* _To do_:
1. In the sentences of the news article below about the Perseverance rover's first sampling attempt, list every proper name of a person, place, organization or vehicle, leaving out the photo credit line.
2. Extend the news article below on the Perseverance rover's first attempt to collect a rock sample by writing what comes after its final sentence.

* _Selected excerpt_:
####################

The Perseverance Mars rover, making its first attempt to collect a rock sample from the floor of Jezero Crater, drilled into a targeted rock as planned Friday, but photos and telemetry indicate nothing was captured, possibly due to the nature of the targeted formation.

Engineers at NASA’s Jet Propulsion Laboratory are reviewing data from the rover to figure out why the initial sample collection attempt was “not the ‘hole-in-one’ we hoped for,” said NASA science chief Thomas Zurbuchen.

“There is always risk with breaking new ground,” he said in a statement. “I’m confident we have the right team working this, and we will persevere toward a solution to ensure future success.”

Crushed rock surrounds a bore hole drilled by NASA’s Perseverance Mars rover during its first attempt to collect a rock sample from the floor of Jezero Crater. 

NASA/JPL-Caltech

Perseverance was designed to collect dozens of samples over the course of its mission to help scientists characterize the Jezero Crater landing site where a 28-mile-lake once rose and fell and where the remnants of ancient organisms might have settled out and been preserved.

####################

* _Dataset_:
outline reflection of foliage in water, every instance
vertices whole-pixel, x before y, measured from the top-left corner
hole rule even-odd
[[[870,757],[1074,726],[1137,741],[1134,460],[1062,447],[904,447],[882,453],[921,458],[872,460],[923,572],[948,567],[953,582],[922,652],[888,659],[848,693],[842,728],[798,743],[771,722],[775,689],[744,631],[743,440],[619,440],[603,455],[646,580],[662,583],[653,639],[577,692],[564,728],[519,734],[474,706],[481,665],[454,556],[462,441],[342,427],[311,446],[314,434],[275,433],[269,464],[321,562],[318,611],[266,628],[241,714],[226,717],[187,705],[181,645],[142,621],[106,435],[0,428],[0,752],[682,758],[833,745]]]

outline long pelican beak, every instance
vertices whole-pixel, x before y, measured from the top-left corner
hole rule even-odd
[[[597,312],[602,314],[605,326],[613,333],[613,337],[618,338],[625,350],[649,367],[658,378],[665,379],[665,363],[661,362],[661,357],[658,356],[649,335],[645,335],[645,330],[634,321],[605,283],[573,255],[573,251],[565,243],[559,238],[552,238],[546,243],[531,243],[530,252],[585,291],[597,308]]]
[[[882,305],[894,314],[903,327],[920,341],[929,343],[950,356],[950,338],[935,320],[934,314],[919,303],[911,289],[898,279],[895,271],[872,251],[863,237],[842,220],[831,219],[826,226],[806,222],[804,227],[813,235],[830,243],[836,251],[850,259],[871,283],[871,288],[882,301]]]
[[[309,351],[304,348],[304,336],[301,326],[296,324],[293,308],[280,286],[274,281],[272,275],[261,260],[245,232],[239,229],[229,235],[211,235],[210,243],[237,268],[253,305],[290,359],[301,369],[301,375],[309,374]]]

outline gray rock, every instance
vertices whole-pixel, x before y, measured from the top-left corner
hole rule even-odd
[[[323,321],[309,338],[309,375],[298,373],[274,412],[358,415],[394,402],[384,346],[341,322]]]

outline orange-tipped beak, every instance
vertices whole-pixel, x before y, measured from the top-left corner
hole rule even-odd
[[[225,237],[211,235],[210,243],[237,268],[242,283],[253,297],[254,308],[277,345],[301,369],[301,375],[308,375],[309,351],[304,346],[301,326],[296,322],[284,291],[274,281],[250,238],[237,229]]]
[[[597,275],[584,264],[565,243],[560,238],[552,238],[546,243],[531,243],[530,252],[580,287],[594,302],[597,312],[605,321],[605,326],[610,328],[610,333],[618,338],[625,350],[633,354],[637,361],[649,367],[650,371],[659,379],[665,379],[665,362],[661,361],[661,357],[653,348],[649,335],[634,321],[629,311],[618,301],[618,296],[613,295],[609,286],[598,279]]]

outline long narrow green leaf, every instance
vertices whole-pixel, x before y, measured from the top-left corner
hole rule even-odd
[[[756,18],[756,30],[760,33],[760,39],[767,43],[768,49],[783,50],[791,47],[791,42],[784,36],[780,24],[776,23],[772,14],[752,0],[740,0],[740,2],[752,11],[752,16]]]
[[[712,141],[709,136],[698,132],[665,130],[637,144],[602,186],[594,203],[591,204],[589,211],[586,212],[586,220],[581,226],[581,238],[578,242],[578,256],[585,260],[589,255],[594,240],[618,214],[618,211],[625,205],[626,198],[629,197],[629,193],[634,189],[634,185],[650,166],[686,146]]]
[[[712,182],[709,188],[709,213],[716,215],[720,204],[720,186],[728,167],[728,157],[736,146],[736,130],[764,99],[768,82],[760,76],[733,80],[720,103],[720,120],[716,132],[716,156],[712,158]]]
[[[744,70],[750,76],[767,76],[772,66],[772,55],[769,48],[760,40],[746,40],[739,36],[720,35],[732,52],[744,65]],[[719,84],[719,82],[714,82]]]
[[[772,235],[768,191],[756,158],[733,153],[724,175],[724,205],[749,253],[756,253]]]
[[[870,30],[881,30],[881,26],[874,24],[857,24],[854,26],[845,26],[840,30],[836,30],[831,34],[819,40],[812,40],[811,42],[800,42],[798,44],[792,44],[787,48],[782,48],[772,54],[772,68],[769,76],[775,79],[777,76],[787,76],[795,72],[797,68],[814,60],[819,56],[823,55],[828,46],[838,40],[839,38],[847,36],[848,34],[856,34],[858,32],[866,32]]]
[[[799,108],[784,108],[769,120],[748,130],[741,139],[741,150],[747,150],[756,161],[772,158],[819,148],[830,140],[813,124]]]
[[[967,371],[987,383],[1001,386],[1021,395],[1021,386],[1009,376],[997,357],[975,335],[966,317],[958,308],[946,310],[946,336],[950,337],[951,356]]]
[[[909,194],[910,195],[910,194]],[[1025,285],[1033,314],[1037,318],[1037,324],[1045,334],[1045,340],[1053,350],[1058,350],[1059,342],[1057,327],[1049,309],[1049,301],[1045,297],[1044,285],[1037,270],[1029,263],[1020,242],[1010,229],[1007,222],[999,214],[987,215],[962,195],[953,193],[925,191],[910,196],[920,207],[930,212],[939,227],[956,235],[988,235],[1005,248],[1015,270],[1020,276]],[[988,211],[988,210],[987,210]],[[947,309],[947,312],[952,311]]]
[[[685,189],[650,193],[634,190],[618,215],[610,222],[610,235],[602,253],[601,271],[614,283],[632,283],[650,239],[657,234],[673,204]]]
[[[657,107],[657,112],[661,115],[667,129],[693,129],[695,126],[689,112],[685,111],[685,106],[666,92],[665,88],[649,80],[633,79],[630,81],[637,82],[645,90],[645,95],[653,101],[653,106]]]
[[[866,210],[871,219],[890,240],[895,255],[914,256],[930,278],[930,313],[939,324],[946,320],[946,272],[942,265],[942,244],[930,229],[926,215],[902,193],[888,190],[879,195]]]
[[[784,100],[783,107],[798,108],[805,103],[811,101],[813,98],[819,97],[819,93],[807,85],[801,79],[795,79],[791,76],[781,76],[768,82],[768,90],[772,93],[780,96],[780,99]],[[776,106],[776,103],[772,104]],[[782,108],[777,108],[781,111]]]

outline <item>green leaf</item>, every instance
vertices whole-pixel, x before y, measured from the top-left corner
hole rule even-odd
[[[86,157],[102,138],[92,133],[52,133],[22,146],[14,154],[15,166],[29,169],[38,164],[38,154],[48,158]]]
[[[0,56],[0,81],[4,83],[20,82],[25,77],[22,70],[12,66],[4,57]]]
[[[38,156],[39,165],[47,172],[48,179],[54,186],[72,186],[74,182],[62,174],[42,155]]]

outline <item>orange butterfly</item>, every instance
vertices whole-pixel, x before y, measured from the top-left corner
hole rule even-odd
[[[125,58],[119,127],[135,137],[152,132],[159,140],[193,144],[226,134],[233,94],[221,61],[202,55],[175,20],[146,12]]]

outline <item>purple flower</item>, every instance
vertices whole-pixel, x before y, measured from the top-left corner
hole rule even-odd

####################

* _Final answers_:
1. Perseverance, Mars, Jezero Crater, NASA, Jet Propulsion Laboratory, Thomas Zurbuchen

2.
The samples, sealed in 43 small titanium tubes, will be deposited on the surface for eventual retrieval by another lander later this decade and returned to Earth aboard yet another spacecraft for detailed laboratory analysis.

Since landing in Jezero Crater in February, Perseverance has traveled south of its touchdown point, recently pausing amid promising rocks known as “cratered floor fractured rough” to make its first sample collection attempt.

The rover’s Sample and Caching System used a percussive drill on the end of its 7-foot-long robot arm to bore into a targeted rock. Telemetry shows the drill and bit, with a sample collection tube inside, were used as planned and the sample tube was processed. But no rock was captured.

“The sampling process is autonomous from beginning to end,” Jessica Samuels, the surface mission manager for Perseverance, said in NASA’s statement. “One of the steps that occurs after placing a probe into the collection tube is to measure the volume of the sample. The probe did not encounter the expected resistance that would be there if a sample were inside the tube.”

Engineers plan to use a camera on the end of the rover’s robot arm to capture close-up images of the bore hole to get a better idea of what might have happened.

“The initial thinking is that the empty tube is more likely a result of the rock target not reacting the way we expected during coring, and less likely a hardware issue with the Sampling and Caching System,” said Jennifer Trosper, project manager for Perseverance at JPL.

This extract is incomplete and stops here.